* **TEXT PASSAGE**:
By John M. Grondelski

The ongoing encroachment upon and usurpation of parental rights vis-à-vis their children is an expanding phenomenon. This book, the product of a 2021 conference at Franciscan University, is a collection of papers by 13 authors (e.g., Cathy Ruse, Patrick Lee, Anne Hendershott, Michael Farris, and more) addressing the philosophical and American legal foundations of parental rights before tackling four major areas in which they are under attack. The latter include medical issues broadly understood (efforts to restrict parental knowledge about adolescent healthcare and physical exams, abortion, and transgenderism); education (with specific focus on sex education and attacks on homeschooling); child protective services (the rationale behind its almost unchecked power to intervene in families’ lives, with specific attention to poor and minority families); and the broader issue of social welfare policy (whose effect has been to weaken the American family and enhance governmental power through economic dependency). 

Readers of this journal are likely to be most interested in the subversion of parental rights in the medical arena. Among the corrosive consequences of Roe v. Wade was the erosion of the principle that any medical intervention involving a minor child required parental consent, normally prior to a procedure. Abortion became the Über-Recht, able to overturn long-established legal principles in a single bound. For instance, a school won’t give a child an aspirin without reams of parental consent forms but conspires to provide “access” to abortion behind a veil of parental ignorance.

* **DATA BLOCK**:
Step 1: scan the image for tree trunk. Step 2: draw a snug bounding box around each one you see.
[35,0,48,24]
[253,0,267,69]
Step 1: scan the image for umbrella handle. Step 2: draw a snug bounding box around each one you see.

* **PROMPT 1**: Name every major area in which, according to the review of the parental-rights book, those rights are under attack.
* **PROMPT 2**: Extend the review of the parental-rights book with one more paragraph that follows its final sentence.

* **ANSWER SPACE 1**:
- Medical issues broadly understood
- Education
- Child protective services
- Social welfare policy

* **ANSWER SPACE 2**:
Justification for nullifying parental consent took three basic forms: 1) “public health” (i.e., the state using its police powers to carve out whole swaths of “sensitive” medical decisions, including abortion, contraception, venereal disease treatment, and transgender “medicine” as well as sex education that approves them); 2) the “mature minor,” who should be able to make decisions that have a lifelong medical impact on them (as opposed to the life-altering consequences of a Tylenol); and 3) the “autonomy” argument that basically pits children’s “rights” as “autonomous moral agents” against parents, whose “no” earns the default suspicion of “abusive.”